The next door hair salon, James Craig, specializing in haircolor and design, impressed me with its friendly staff and the best scalp treatment and blowout I had in years. On a busy weekend afternoon, the salon’s youthful and efficient team of workers found the time to exchange jokes with the customers while transforming and improving their appearances (www.jamescraig.com).

Feeling beautiful and energized, I didn’t mind visiting more places and acquainting myself further with the city of Saratoga.
At Cooper Garrod Estate Vineyard we tried some wonderful viognier, cabernet Franc, and signature Test Pilot blends from the estate grapes. We also took a good look at the gorgeous riding horses and ponies from the Garrod Frms Riding Stables (www.cgv.com, www.garrodfarms.com).
....................
▶ **Assignment A**
Could you translate this sentence from the Saratoga travel excerpt into German: "Feeling beautiful and energized, I didn't mind visiting more places and acquainting myself further with the city of Saratoga."
▶ **Assignment B**
Can you write out part of the Saratoga travel excerpt word for word, beginning at the words "The next door" and stopping after "Stables (www.cgv.com, www.garrodfarms.com)."?
▶ **Assignment C**
What would come next in the Saratoga travel excerpt? Write a continuation that picks up after its final sentence.
....................
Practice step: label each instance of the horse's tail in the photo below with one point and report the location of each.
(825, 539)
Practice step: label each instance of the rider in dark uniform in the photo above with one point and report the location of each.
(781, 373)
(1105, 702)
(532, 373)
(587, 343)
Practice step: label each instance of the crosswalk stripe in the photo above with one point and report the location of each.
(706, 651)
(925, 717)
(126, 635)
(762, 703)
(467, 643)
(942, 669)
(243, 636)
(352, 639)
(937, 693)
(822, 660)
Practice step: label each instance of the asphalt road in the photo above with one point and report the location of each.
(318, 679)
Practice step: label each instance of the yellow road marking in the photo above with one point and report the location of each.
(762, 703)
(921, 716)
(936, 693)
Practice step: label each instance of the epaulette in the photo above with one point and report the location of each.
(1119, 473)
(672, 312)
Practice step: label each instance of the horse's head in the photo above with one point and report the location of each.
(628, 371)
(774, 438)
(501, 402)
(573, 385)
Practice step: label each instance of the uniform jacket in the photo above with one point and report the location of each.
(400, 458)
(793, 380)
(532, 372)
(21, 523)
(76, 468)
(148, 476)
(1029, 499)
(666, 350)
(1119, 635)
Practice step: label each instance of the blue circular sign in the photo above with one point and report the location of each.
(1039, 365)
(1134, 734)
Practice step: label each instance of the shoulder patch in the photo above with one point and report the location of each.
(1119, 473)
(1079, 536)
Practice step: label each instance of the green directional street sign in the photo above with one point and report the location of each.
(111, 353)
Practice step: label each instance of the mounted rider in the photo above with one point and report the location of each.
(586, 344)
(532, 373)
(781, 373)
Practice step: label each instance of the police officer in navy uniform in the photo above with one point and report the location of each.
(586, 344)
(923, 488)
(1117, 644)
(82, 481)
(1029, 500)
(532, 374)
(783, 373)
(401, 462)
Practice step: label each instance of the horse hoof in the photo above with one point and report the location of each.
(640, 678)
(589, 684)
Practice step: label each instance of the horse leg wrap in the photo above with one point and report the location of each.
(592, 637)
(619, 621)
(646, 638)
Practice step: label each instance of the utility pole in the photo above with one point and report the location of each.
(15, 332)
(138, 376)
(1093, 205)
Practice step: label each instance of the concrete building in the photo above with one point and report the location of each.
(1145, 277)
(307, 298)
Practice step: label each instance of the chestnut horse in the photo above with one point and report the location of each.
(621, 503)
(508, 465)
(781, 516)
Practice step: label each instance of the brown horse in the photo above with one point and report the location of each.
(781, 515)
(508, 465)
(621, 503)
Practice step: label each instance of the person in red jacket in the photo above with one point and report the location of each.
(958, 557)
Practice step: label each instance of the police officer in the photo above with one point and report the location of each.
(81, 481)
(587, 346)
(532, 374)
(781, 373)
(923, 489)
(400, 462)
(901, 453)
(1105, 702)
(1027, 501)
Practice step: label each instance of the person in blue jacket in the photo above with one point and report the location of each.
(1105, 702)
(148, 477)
....................
▶ **Expected output A**
Da ich mich schön und voller Energie fühlte, hatte ich nichts dagegen, weitere Orte zu besuchen und die Stadt Saratoga näher kennenzulernen.

▶ **Expected output B**
The next door hair salon, James Craig, specializing in haircolor and design, impressed me with its friendly staff and the best scalp treatment and blowout I had in years. On a busy weekend afternoon, the salon’s youthful and efficient team of workers found the time to exchange jokes with the customers while transforming and improving their appearances (www.jamescraig.com).

Feeling beautiful and energized, I didn’t mind visiting more places and acquainting myself further with the city of Saratoga.
At Cooper Garrod Estate Vineyard we tried some wonderful viognier, cabernet Franc, and signature Test Pilot blends from the estate grapes. We also took a good look at the gorgeous riding horses and ponies from the Garrod Frms Riding Stables (www.cgv.com, www.garrodfarms.com).

▶ **Expected output C**
At Cinnabar Winery we celebrated new releases of 2011 Grenach from Paso Robles, 2010 Tempranillo from Lodi, and 2009 Malbec from Clear Lake with the Alchemist Wine Society (www.cinnabarwine.com).
At Saratoga Chocolates we enjoyed delicate truffles flavored with espresso and Kahlua, lime and mint, cinnamon and cayenne (www.saratogachocolates.com).

At Deja and Co Exquisite Jewels we got an eyeful of designer gems and a glass of champagne offered to the shopping public on a weekend night (www.dejaandco.com).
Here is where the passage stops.